■ **Exercise instructions**
Set each line of the data down exactly, please.

■ **Record extracts**
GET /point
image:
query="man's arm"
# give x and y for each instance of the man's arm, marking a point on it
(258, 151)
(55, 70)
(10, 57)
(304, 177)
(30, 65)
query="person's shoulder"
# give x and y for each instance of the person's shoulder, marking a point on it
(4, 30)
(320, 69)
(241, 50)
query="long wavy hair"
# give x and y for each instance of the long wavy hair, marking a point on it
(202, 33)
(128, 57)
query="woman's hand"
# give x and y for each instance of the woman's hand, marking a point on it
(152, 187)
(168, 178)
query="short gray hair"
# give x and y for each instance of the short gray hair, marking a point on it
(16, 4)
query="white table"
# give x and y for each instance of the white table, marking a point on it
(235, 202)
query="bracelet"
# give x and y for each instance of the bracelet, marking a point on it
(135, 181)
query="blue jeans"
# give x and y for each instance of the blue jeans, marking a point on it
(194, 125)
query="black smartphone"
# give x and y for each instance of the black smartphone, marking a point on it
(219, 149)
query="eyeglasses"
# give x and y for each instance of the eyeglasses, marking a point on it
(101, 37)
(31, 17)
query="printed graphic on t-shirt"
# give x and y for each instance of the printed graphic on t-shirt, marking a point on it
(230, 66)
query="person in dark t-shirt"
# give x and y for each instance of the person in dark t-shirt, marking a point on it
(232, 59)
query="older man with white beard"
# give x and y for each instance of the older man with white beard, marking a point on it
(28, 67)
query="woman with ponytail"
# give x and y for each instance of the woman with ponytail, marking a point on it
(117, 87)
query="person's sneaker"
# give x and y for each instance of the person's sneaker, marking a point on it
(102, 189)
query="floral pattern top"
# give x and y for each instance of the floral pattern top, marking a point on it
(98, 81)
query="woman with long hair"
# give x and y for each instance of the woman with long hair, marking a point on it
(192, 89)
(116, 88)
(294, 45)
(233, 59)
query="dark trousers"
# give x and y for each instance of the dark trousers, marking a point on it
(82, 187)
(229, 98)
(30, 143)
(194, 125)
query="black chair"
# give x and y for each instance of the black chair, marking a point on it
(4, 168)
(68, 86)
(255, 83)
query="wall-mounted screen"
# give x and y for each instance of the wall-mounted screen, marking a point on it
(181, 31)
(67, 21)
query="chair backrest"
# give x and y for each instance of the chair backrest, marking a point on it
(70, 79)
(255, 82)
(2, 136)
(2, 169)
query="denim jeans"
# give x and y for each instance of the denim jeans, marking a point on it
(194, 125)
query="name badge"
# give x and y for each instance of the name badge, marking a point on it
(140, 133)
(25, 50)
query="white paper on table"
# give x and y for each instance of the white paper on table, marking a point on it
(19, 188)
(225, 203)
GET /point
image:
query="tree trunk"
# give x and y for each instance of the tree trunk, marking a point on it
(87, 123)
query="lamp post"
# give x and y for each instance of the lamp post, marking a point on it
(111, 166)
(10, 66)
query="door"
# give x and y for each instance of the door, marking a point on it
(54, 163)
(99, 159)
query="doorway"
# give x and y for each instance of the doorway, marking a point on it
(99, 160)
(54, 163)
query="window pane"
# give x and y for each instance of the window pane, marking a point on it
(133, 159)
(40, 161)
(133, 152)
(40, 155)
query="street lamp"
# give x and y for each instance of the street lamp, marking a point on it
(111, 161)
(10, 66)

■ **Solved exercise**
GET /point
image:
query="man's arm"
# give x and y for each instance of the man's arm, marking a point on it
(258, 151)
(55, 70)
(10, 57)
(304, 177)
(30, 65)
query="person's shoulder"
# give x and y for each instance of the person's shoulder, marking a point on it
(4, 30)
(320, 69)
(241, 50)
query="long wavy hair"
# give x and y for each instance of the long wavy hair, marking a point on it
(202, 33)
(128, 57)
query="woman's hand"
# give x and y for each instance of the woman's hand, marking a point on it
(152, 187)
(168, 178)
query="short gray hair"
# give x and y for each instance of the short gray hair, marking a point on it
(16, 4)
query="white table"
# give x and y for each instance of the white table, marking a point on it
(235, 202)
query="bracelet"
# give x and y for each instance of the bracelet, marking a point on it
(135, 181)
query="blue jeans"
# give x and y for each instance of the blue jeans, marking a point on it
(194, 125)
query="black smartphone"
# give x and y for each instance of the black smartphone, marking a point on it
(219, 149)
query="eyeglasses"
# give x and y for each instance of the eyeglasses, marking a point on it
(101, 37)
(31, 17)
query="printed graphic on t-shirt"
# give x and y for each instance of the printed graphic on t-shirt, marking a point on it
(230, 66)
query="person in dark t-shirt"
# give x and y for each instance of the person in dark t-shirt, marking a point on it
(232, 59)
query="older man with white beard"
# give x and y for each instance of the older man with white beard, marking a point on it
(28, 67)
query="woman with ponytail"
# give x and y for each instance of the woman with ponytail, marking a point on it
(117, 87)
query="person's sneaker"
# give x and y for each instance of the person's sneaker, marking a point on it
(102, 189)
query="floral pattern top"
# give x and y for each instance of the floral pattern top, marking a point on it
(98, 81)
query="woman with long hair"
# give x and y for each instance of the woman with long hair, marking a point on it
(192, 89)
(116, 88)
(294, 45)
(233, 59)
query="dark trousers"
# give x and y for each instance of the dark trousers, marking a point on it
(82, 187)
(229, 98)
(30, 143)
(194, 125)
query="black chair"
# give x and y for each instance of the black chair, marking a point on it
(4, 168)
(68, 86)
(255, 83)
query="wall-mounted screen"
# give x and y for each instance of the wall-mounted screen, marking a point on it
(181, 31)
(67, 21)
query="chair backrest"
# give x and y for each instance of the chair backrest, marking a point on it
(70, 79)
(255, 82)
(2, 136)
(2, 169)
query="denim jeans"
# give x and y for each instance of the denim jeans, marking a point on it
(194, 125)
query="name badge"
# give x and y for each instance of the name badge, marking a point on it
(140, 133)
(25, 50)
query="white paper on table"
# give x and y for each instance of the white paper on table, marking a point on it
(19, 188)
(225, 203)
GET /point
image:
query="tree trunk"
# give x and y for each instance of the tree trunk, marking a point on it
(87, 123)
query="lamp post"
# give x and y for each instance of the lamp post, marking a point on it
(111, 166)
(10, 66)
query="door"
# give x and y for each instance of the door, marking a point on it
(54, 163)
(99, 159)
query="doorway"
# give x and y for each instance of the doorway, marking a point on it
(99, 160)
(54, 163)
query="window pane"
# give x and y for each instance of the window pane, marking a point on it
(133, 159)
(40, 161)
(133, 152)
(40, 155)
query="street lamp"
# give x and y for each instance of the street lamp, marking a point on it
(111, 161)
(10, 66)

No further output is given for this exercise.